◆ WORK TO COMPLETE:
Repeat the records below word for word, but start at the line that contains "drop a dot on the snow on", stop after the last line, and include nothing else.

start PROVIDED MATERIAL

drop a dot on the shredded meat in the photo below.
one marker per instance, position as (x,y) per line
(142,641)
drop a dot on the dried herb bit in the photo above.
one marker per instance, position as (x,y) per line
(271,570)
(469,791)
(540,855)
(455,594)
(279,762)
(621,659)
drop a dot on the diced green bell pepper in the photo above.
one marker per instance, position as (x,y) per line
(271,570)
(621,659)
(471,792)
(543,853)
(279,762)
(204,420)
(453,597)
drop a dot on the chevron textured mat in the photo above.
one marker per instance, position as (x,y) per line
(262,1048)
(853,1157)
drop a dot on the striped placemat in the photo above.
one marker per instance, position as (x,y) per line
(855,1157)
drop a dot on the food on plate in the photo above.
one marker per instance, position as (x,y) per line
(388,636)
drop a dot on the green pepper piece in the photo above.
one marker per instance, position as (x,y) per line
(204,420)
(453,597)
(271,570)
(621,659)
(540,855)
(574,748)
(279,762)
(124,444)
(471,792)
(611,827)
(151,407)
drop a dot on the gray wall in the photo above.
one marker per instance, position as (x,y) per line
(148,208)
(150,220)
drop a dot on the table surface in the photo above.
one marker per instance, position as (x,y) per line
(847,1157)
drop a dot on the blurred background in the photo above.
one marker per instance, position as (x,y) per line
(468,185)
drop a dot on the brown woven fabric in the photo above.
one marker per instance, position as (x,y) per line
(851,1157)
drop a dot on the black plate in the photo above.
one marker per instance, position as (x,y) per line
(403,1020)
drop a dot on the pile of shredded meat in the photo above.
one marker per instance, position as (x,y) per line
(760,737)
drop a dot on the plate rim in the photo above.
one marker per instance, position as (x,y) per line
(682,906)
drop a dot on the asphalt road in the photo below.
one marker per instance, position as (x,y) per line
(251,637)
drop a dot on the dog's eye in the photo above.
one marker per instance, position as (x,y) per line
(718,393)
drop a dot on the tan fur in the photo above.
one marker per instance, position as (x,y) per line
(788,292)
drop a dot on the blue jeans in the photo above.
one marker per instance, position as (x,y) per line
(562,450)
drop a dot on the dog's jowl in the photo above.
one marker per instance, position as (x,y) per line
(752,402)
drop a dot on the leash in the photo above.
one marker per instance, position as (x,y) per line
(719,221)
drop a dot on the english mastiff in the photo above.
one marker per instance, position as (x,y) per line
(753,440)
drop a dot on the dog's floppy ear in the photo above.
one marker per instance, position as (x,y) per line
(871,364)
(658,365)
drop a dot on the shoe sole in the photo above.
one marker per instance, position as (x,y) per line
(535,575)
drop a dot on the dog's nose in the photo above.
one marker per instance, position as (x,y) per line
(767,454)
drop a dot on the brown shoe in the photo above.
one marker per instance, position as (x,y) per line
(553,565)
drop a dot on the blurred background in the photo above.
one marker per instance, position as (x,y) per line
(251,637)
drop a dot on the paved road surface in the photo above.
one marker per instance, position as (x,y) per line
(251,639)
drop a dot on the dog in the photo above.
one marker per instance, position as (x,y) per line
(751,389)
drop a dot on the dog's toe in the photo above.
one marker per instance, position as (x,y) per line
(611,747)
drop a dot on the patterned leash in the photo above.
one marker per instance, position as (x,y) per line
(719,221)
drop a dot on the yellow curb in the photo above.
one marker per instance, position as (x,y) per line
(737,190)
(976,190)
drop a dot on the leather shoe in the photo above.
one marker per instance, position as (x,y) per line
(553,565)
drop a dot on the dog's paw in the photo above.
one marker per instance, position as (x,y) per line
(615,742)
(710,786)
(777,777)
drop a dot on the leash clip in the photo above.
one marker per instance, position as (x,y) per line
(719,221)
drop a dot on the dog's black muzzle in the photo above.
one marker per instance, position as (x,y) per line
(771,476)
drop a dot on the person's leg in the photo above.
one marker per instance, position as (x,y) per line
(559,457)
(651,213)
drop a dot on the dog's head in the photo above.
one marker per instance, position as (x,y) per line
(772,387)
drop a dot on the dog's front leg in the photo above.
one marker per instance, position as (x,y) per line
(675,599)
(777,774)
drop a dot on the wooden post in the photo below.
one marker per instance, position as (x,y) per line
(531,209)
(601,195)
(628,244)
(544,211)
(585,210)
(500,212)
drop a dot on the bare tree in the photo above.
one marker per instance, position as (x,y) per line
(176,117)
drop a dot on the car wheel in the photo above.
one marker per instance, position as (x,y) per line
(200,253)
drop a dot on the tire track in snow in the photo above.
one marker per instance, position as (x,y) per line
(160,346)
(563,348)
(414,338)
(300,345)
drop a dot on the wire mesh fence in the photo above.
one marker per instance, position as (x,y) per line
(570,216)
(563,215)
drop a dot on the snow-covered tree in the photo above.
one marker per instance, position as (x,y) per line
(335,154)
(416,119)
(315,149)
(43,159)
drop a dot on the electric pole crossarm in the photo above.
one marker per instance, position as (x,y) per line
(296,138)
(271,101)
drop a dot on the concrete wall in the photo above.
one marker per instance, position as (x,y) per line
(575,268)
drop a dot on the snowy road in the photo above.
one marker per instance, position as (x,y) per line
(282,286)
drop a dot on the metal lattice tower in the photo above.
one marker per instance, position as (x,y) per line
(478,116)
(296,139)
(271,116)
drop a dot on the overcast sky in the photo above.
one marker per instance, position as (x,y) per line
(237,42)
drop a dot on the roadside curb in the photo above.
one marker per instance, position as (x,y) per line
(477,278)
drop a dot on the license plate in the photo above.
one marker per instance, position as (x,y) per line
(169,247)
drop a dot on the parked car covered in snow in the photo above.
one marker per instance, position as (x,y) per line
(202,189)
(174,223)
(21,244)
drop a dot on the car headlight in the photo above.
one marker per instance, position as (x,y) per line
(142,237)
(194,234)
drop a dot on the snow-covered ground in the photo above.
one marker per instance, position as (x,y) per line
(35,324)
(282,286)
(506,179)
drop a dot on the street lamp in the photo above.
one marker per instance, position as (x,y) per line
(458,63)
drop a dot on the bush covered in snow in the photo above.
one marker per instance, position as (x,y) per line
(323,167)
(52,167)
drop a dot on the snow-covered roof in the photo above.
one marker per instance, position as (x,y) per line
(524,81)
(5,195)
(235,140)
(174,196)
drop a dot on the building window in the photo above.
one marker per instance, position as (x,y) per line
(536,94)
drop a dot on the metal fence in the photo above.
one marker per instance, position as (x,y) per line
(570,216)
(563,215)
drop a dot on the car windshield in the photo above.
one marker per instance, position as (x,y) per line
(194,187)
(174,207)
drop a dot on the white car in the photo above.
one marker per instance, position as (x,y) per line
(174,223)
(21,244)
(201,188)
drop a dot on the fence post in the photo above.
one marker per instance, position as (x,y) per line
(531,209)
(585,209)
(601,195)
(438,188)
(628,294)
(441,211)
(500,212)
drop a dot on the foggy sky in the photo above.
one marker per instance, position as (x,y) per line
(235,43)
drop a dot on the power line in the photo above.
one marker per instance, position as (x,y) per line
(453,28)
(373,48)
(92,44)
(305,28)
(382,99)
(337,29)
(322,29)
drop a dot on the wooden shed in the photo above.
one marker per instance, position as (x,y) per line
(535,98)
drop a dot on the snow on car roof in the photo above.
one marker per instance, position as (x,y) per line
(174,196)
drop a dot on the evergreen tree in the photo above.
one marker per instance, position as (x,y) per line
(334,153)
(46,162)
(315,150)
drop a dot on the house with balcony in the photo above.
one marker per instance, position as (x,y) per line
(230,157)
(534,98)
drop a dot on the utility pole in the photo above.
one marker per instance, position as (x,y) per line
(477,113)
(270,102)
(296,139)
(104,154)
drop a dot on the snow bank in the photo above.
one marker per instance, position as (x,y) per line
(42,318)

end PROVIDED MATERIAL

◆ RESULT:
drop a dot on the snow on car roof in the photo above.
one marker per instance, position as (x,y) per line
(174,196)
drop a dot on the evergreen tree in the photo above.
one marker per instance, position as (x,y) per line
(334,153)
(46,162)
(315,150)
drop a dot on the house with balcony in the photo above.
one marker per instance, position as (x,y) per line
(230,157)
(534,98)
drop a dot on the utility pole in the photo above.
one marker per instance, position as (x,y) per line
(477,113)
(270,102)
(296,139)
(104,154)
drop a dot on the snow bank in the photo above.
one marker per instance, position as (x,y) per line
(42,318)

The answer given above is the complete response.